Nasty.Semantic.Coreference.Neural.SpanModel (Nasty v0.3.0)

End-to-end span-based model for coreference resolution.

This model jointly learns mention detection and coreference resolution in a single end-to-end architecture. It consists of:

Shared BiLSTM encoder
Span scorer head (mention detection)
Pairwise scorer head (coreference resolution)

The model is trained with a joint loss function that combines both tasks.

Architecture

Text → Token Embeddings → BiLSTM → Span Representations
                                     ↓                  ↓
                              Span Scorer         Pair Scorer
                              (mention?)          (coref?)

Example

# Build model
model = SpanModel.build_model(
  vocab_size: 10000,
  embed_dim: 100,
  hidden_dim: 256
)

# Initialize parameters
params = SpanModel.init_params(model, template_input)

# Forward pass
{span_scores, coref_scores} = SpanModel.forward(
  model,
  params,
  token_ids,
  spans
)

Summary

Functions

build_encoder(vocab_size, embed_dim, hidden_dim, dropout)

Build the shared BiLSTM encoder.

build_model(opts)

Build the full end-to-end span model.

build_pair_scorer(pair_dim, hidden_layers, dropout)

Build pairwise scorer head.

build_span_scorer(span_dim, hidden_layers, dropout)

Build span scorer head.

build_width_embeddings(max_width, embed_dim)

Build learned width embeddings.

compute_loss(span_scores, coref_scores, gold_span_labels, gold_coref_labels, opts \\ [])

Compute joint loss.

extract_pair_features(span1, span2, tokens \\ nil)

Extract pairwise features between two spans.

forward(models, params, token_ids, spans)

Forward pass through the full model.

Functions

build_encoder(vocab_size, embed_dim, hidden_dim, dropout)

Build the shared BiLSTM encoder.

Parameters

vocab_size - Vocabulary size
embed_dim - Embedding dimension
hidden_dim - LSTM hidden dimension
dropout - Dropout rate

Returns

Axon model

build_model(opts)

Build the full end-to-end span model.

Parameters

opts - Model options

Options

:vocab_size - Vocabulary size (required)
:embed_dim - Token embedding dimension (default: 100)

* * * * * * * * *

# What you have to do:
Please repeat the span model documentation word for word, from "Build learned width" up to and including "the full model.". The items that follow are separate from the span model documentation.

# Records:
* * * * * * * * *

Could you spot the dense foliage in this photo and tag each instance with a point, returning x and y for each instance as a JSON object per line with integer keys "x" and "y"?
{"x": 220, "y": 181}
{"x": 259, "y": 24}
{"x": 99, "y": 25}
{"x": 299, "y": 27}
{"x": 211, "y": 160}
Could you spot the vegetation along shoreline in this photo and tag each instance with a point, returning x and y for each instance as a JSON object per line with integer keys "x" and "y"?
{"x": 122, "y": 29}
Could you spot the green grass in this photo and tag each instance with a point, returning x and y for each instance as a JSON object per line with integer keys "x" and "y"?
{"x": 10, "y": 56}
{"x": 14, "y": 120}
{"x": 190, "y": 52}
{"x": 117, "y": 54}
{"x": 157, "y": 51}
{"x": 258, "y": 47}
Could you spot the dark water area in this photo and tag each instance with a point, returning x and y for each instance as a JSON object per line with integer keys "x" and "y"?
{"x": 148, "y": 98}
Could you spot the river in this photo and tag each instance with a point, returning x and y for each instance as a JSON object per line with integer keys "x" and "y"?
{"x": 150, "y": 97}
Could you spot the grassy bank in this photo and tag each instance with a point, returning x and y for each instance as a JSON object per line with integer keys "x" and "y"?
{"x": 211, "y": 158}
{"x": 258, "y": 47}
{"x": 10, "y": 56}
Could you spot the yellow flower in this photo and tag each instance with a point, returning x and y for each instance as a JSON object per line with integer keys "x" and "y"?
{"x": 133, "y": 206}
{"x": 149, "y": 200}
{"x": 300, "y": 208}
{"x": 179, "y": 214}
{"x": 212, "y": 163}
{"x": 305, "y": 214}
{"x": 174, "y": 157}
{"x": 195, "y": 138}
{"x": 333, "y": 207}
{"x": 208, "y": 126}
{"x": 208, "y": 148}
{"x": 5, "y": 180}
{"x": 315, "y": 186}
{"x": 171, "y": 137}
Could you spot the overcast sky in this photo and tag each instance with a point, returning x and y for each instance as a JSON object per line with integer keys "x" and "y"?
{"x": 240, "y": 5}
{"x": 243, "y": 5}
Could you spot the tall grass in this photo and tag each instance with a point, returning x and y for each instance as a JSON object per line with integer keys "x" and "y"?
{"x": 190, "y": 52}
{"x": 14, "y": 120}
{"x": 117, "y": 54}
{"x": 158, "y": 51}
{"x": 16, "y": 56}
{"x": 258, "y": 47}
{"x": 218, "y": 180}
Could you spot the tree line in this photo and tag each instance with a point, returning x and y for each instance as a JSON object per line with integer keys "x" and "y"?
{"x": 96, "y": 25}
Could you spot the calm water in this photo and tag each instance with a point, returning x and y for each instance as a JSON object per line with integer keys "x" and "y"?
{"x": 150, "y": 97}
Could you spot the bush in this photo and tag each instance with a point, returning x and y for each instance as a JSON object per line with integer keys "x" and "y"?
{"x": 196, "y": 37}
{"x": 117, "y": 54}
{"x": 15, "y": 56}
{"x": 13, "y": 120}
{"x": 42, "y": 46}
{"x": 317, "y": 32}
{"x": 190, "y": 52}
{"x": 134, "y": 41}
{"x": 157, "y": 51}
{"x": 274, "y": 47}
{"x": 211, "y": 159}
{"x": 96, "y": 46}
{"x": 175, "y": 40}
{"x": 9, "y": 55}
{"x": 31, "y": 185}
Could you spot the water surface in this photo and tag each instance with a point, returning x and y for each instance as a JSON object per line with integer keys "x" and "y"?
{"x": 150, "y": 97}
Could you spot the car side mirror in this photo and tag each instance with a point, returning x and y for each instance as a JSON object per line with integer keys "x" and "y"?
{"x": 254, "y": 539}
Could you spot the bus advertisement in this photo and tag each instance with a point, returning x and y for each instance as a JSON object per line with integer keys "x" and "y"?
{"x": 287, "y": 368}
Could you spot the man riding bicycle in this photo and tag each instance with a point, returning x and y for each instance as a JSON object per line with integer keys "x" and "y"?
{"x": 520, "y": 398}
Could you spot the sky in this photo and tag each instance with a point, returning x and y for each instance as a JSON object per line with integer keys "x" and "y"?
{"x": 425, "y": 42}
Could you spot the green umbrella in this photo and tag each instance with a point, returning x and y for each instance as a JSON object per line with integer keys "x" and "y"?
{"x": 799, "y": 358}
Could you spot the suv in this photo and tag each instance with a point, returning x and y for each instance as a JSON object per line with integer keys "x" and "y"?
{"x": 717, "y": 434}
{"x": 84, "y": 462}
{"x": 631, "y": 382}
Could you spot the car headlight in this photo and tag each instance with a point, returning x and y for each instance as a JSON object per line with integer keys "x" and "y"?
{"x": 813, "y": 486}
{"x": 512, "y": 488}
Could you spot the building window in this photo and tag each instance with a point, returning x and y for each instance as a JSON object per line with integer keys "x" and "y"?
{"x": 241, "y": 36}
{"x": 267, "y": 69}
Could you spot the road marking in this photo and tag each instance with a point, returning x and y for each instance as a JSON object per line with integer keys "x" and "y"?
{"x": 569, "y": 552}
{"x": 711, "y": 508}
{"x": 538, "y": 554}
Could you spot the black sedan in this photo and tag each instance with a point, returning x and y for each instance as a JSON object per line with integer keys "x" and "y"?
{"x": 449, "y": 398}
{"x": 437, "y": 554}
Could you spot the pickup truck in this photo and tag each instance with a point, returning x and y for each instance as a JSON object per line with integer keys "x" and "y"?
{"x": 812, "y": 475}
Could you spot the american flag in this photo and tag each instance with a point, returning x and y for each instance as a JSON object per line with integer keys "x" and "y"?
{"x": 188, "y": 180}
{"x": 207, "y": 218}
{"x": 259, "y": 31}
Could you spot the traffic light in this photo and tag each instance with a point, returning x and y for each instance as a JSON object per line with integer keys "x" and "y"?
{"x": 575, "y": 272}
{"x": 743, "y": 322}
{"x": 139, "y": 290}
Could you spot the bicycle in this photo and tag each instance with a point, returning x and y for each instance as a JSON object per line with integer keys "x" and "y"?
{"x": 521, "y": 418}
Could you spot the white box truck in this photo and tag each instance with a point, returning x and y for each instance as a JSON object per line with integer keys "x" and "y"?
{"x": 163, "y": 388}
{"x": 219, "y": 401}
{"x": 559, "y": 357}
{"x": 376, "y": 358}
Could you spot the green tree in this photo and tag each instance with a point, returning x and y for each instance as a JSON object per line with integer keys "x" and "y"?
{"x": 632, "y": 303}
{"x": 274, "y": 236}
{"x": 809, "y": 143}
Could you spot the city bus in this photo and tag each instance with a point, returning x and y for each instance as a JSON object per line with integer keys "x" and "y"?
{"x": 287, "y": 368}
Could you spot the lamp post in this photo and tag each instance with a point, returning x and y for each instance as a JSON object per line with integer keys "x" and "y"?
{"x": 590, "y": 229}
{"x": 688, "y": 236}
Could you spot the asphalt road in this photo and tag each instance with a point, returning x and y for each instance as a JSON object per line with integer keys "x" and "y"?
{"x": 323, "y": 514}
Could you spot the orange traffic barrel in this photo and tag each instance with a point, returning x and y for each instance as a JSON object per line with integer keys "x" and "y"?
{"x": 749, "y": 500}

* * * * * * * * *

# Task response:
Build learned width embeddings.

compute_loss(span_scores, coref_scores, gold_span_labels, gold_coref_labels, opts \\ [])

Compute joint loss.

extract_pair_features(span1, span2, tokens \\ nil)

Extract pairwise features between two spans.

forward(models, params, token_ids, spans)

Forward pass through the full model.